Written exercise> Render the listing as a Markdown table with the columns Row and Line, starting at the line containing "job: provide the outline of every instance of the deer's hind" and ending at the line containing "POLYGON ((122 89, 120". Number each line in Row and omit blank lines.
▼
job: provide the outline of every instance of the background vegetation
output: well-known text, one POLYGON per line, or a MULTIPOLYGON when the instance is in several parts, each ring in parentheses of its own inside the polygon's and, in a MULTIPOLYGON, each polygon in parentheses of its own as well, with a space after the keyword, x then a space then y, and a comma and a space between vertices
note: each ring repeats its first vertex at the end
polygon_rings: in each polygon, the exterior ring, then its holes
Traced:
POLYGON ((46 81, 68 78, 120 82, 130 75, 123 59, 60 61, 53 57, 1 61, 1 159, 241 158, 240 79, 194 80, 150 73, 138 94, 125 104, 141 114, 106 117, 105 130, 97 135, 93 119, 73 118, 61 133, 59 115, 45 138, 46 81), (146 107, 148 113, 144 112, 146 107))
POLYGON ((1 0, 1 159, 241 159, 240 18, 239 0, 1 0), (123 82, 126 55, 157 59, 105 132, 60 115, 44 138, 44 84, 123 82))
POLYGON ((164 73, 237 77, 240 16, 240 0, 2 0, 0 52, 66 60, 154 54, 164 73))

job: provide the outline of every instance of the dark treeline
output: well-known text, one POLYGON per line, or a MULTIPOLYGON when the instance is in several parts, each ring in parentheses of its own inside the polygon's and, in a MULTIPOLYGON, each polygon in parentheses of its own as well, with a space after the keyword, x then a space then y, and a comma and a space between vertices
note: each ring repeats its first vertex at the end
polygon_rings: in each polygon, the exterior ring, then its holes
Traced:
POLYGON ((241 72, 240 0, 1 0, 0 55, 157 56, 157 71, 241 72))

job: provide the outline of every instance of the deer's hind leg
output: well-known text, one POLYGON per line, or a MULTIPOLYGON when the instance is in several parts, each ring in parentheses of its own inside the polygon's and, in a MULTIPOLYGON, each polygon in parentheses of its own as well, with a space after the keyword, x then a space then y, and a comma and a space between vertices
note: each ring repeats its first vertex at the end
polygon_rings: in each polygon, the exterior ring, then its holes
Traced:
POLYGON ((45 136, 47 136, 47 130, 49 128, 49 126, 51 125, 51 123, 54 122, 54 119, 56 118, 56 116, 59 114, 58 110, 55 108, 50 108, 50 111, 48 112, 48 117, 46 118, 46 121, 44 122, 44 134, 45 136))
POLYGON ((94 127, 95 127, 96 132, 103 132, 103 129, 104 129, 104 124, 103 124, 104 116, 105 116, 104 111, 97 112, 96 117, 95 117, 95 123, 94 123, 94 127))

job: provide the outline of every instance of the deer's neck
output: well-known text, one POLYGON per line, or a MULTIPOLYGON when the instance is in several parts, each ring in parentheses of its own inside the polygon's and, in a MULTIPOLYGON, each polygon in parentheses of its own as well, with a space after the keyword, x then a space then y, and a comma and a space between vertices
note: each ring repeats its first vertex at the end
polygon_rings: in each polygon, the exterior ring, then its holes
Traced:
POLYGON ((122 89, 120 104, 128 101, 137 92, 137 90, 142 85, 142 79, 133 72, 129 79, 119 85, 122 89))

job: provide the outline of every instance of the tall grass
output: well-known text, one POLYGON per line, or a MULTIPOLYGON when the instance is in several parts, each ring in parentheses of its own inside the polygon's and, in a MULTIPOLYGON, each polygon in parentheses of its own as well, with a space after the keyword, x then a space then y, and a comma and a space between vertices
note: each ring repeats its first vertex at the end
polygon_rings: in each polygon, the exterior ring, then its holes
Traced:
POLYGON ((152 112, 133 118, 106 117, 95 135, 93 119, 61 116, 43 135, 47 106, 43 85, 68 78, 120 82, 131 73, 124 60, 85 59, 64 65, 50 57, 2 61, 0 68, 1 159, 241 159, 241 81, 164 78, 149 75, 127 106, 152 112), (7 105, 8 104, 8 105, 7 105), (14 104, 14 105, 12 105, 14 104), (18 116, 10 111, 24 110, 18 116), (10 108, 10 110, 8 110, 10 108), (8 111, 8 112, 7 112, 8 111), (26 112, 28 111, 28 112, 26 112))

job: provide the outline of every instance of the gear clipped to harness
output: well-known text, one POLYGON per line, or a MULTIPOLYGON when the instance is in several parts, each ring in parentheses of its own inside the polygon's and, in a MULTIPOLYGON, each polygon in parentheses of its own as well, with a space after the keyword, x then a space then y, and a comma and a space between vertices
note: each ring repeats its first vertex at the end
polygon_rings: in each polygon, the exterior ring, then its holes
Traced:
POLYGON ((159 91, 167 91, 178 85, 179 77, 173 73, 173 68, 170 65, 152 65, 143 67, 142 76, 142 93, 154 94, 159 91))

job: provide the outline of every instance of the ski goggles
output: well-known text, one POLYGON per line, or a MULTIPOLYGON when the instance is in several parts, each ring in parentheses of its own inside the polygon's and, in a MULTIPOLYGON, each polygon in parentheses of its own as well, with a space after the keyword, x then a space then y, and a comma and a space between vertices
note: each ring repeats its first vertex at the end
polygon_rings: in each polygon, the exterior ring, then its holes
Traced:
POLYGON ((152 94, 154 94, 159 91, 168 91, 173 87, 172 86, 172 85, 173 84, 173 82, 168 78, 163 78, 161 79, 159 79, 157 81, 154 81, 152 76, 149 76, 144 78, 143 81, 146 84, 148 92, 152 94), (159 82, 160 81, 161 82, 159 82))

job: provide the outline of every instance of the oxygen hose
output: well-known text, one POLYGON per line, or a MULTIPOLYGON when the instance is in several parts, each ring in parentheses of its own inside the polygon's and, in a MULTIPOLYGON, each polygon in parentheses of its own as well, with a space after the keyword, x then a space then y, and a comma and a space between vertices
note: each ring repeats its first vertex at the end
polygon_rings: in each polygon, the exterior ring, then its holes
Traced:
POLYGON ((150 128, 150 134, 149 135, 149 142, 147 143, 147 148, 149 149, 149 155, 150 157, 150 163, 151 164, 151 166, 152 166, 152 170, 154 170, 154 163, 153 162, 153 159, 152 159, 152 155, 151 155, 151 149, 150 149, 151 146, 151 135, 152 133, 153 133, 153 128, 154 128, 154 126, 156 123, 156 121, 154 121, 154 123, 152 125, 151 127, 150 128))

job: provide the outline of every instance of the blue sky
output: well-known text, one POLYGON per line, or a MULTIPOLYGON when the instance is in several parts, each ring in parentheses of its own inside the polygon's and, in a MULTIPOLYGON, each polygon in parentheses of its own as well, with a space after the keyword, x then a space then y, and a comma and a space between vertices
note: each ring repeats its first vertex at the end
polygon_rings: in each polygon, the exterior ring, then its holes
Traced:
▲
Result>
| Row | Line |
|---|---|
| 1 | job: provide the outline of every instance of the deer's hind leg |
| 2 | output: well-known text, one POLYGON per line, or a MULTIPOLYGON when the instance is in several parts, each ring in parentheses of its own inside the polygon's and, in a MULTIPOLYGON, each polygon in parentheses of its own as well, with a space after the keyword, x then a space then y, and a comma and a space between vertices |
| 3 | note: each ring repeats its first vertex at the end |
| 4 | polygon_rings: in each polygon, the exterior ring, then its holes |
| 5 | Traced: |
| 6 | POLYGON ((45 136, 47 136, 47 130, 49 128, 49 126, 51 125, 51 123, 54 122, 54 119, 56 118, 56 116, 59 114, 58 110, 55 108, 50 108, 50 111, 48 112, 48 117, 46 118, 46 121, 44 122, 44 134, 45 136)) |
| 7 | POLYGON ((94 127, 95 127, 96 132, 103 132, 103 129, 104 129, 104 124, 103 124, 104 116, 105 116, 104 111, 97 112, 96 117, 95 117, 95 123, 94 123, 94 127)) |
| 8 | job: provide the outline of every instance of the deer's neck |
| 9 | output: well-known text, one POLYGON per line, or a MULTIPOLYGON when the instance is in several parts, each ring in parentheses of its own inside the polygon's and, in a MULTIPOLYGON, each polygon in parentheses of its own as well, with a space after the keyword, x then a space then y, and a comma and a space between vertices |
| 10 | note: each ring repeats its first vertex at the end |
| 11 | polygon_rings: in each polygon, the exterior ring, then its holes |
| 12 | Traced: |
| 13 | POLYGON ((122 89, 120 104, 128 101, 137 92, 137 90, 142 85, 142 79, 133 72, 129 79, 119 85, 122 89)) |